Show all lines from the material that carry the word "dirt".

======== Records supplied ========

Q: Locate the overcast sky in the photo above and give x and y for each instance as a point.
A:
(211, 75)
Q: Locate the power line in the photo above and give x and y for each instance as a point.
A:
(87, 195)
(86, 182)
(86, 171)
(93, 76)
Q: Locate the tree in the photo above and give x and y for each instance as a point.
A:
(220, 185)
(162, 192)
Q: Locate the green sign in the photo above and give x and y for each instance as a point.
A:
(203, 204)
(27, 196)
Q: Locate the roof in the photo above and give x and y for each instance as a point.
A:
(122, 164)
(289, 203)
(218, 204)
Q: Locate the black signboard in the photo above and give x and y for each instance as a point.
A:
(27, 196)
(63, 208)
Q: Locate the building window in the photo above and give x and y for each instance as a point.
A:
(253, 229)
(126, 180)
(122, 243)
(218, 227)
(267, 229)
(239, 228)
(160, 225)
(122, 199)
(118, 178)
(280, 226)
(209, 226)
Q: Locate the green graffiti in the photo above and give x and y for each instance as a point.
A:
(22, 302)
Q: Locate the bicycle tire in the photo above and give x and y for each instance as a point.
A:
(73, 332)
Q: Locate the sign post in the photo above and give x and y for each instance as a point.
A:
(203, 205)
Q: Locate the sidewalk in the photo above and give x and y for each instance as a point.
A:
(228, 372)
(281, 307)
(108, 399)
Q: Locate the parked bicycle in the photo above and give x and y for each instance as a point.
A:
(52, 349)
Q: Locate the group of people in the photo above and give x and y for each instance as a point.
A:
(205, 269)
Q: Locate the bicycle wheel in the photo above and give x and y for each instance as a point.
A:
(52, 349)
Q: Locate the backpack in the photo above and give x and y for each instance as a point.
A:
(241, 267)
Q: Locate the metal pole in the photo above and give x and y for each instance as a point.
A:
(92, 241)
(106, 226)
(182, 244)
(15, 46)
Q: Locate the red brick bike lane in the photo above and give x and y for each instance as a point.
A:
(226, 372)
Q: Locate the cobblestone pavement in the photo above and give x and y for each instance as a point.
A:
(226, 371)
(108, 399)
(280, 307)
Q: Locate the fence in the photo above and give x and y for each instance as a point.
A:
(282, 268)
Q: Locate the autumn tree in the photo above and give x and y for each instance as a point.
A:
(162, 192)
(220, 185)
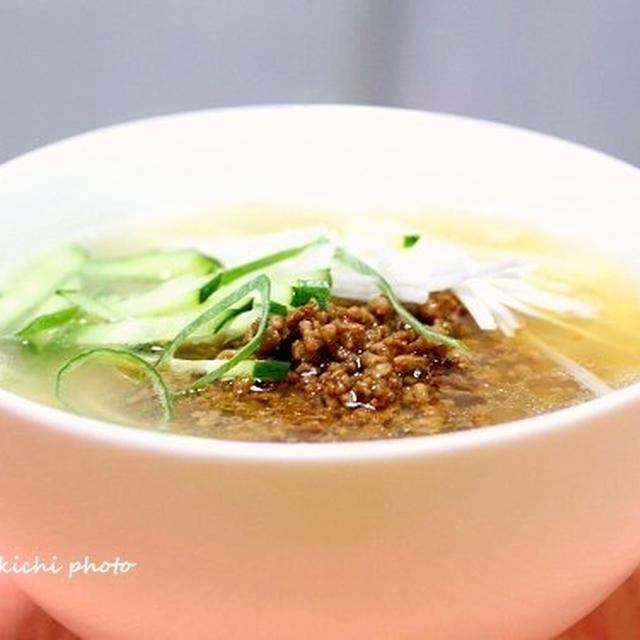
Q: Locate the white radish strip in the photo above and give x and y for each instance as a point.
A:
(476, 307)
(582, 376)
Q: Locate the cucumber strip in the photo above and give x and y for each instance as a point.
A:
(91, 306)
(28, 289)
(133, 331)
(347, 258)
(259, 369)
(81, 388)
(307, 290)
(262, 285)
(48, 321)
(234, 273)
(174, 295)
(153, 266)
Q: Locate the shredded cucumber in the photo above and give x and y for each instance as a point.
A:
(259, 369)
(262, 285)
(37, 282)
(153, 266)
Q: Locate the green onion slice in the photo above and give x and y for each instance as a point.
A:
(347, 258)
(116, 386)
(307, 290)
(409, 240)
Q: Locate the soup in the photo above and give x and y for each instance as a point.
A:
(315, 328)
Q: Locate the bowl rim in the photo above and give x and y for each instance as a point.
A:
(194, 446)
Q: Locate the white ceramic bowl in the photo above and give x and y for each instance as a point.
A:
(512, 531)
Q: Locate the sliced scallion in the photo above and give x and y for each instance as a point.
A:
(114, 385)
(352, 261)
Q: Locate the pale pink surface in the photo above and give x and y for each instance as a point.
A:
(617, 618)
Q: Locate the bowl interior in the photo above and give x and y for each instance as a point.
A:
(339, 158)
(349, 159)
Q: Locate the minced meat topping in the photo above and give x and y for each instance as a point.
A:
(358, 372)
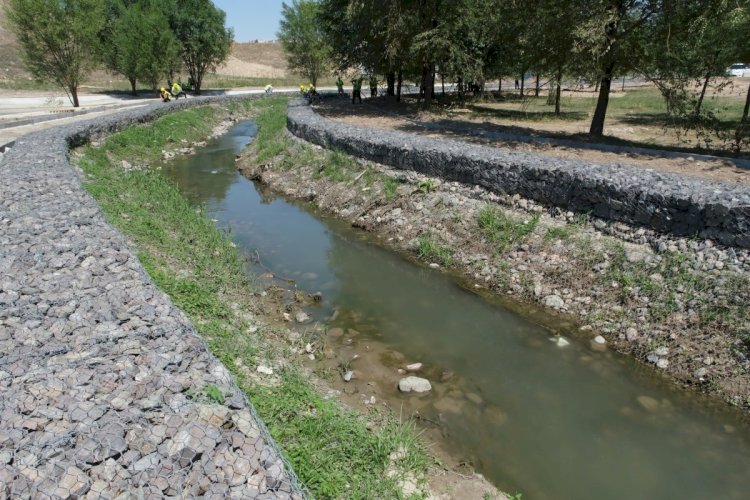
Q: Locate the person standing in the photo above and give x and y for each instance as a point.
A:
(340, 85)
(177, 91)
(357, 89)
(165, 95)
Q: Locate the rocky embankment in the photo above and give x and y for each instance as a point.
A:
(106, 390)
(679, 305)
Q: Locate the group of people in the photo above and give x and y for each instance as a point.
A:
(309, 92)
(174, 93)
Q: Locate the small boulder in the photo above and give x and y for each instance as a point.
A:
(414, 384)
(554, 301)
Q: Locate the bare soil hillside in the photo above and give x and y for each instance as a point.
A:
(256, 60)
(12, 68)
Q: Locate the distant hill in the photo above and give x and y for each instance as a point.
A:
(256, 60)
(12, 68)
(246, 60)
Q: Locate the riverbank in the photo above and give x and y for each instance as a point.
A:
(675, 304)
(335, 452)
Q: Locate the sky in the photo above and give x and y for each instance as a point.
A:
(252, 19)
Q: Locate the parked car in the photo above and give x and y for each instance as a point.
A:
(739, 69)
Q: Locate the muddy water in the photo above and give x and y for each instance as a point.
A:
(551, 422)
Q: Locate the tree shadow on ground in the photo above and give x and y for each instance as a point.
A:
(412, 120)
(525, 115)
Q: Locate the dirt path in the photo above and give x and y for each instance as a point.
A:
(461, 125)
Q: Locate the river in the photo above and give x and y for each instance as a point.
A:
(550, 422)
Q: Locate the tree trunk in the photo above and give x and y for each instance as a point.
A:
(399, 81)
(74, 94)
(597, 122)
(703, 93)
(429, 85)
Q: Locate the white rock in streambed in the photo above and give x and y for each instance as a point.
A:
(561, 341)
(414, 384)
(301, 317)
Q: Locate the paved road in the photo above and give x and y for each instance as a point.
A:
(22, 115)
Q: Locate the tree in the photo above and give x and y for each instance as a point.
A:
(303, 39)
(609, 38)
(59, 39)
(139, 43)
(204, 40)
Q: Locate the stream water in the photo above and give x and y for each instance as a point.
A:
(551, 422)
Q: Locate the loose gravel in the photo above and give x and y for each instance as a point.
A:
(106, 389)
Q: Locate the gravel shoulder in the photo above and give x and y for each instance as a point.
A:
(386, 115)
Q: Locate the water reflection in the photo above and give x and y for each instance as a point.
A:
(551, 422)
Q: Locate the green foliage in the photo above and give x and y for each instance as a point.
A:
(138, 42)
(59, 40)
(429, 249)
(502, 230)
(204, 41)
(390, 188)
(334, 451)
(339, 166)
(302, 38)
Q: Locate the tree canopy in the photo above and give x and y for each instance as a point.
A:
(301, 34)
(146, 40)
(668, 41)
(59, 39)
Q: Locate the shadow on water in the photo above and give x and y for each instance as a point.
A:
(551, 422)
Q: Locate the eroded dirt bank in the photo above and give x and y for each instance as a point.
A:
(678, 305)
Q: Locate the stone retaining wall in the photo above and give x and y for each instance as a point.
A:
(669, 203)
(103, 381)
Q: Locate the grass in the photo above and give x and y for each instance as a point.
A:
(502, 230)
(339, 167)
(335, 452)
(429, 249)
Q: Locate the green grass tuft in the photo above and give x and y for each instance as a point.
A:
(335, 452)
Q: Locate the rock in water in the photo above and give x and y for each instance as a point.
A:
(562, 342)
(554, 301)
(414, 384)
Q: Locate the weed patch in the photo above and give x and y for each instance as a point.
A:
(503, 231)
(333, 451)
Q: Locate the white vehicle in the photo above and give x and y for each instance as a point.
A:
(739, 70)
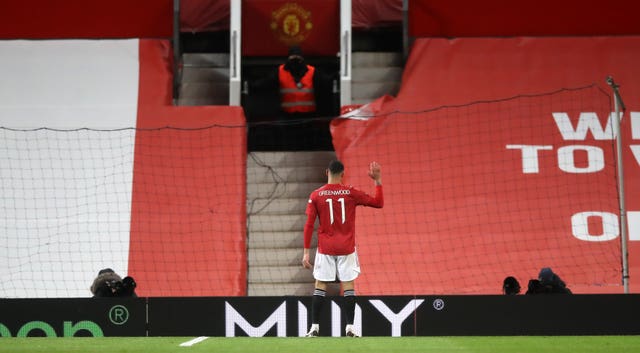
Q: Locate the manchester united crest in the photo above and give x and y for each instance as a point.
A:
(291, 23)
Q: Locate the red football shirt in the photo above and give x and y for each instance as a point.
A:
(335, 206)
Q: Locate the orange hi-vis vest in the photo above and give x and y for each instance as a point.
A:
(297, 98)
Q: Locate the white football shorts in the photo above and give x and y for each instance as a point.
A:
(328, 268)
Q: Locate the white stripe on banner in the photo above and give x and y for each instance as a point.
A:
(193, 341)
(66, 204)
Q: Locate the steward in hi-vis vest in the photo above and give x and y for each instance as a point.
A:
(297, 97)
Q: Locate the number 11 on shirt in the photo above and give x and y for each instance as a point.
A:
(330, 202)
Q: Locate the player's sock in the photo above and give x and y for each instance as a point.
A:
(317, 302)
(349, 305)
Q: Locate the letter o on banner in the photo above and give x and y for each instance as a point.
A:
(580, 226)
(566, 161)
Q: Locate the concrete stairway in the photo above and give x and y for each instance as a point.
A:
(204, 79)
(374, 75)
(278, 187)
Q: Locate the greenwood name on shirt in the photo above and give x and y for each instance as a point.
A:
(335, 206)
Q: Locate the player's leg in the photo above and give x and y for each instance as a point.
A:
(348, 271)
(317, 303)
(324, 270)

========

Solution to the problem:
Q: Locate the dirt path in the photo above and give x and y for each instance as a point.
Q: Locate the eroded dirt bank in the photo above and give x and y for each instance as a point.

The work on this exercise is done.